_AIM OF THE EXERCISE_: From the records that follow, copy every line that contains the word "task".

_EXTRACTED RECORDS_:
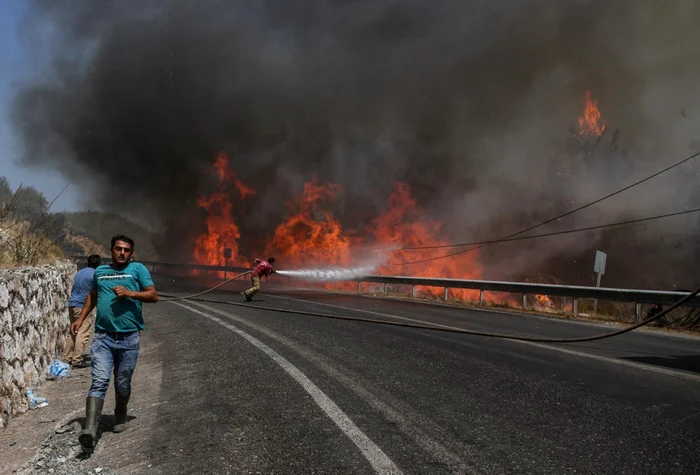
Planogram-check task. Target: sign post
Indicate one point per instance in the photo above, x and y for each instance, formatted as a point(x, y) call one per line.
point(228, 252)
point(601, 259)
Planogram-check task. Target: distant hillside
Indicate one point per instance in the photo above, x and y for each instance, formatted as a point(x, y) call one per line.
point(91, 231)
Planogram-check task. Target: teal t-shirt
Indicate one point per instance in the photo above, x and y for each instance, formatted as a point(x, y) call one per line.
point(119, 314)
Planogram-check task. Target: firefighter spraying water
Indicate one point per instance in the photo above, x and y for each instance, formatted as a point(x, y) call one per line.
point(262, 268)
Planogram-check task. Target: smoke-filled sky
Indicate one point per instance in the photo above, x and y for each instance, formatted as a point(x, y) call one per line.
point(468, 101)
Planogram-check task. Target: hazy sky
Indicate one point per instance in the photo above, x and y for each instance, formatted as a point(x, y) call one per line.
point(14, 66)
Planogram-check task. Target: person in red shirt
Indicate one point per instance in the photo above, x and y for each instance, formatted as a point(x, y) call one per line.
point(262, 268)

_RESULT OF THIS EXERCISE_:
Planogram-check task. Target: sign post
Planogram-check task. Target: distant hillside
Planogram-check task. Target: teal t-shirt
Planogram-check task. Target: firefighter spraying water
Planogram-check task. Target: smoke-filled sky
Planogram-check task. Target: hazy sky
Planogram-check task. Target: person in red shirt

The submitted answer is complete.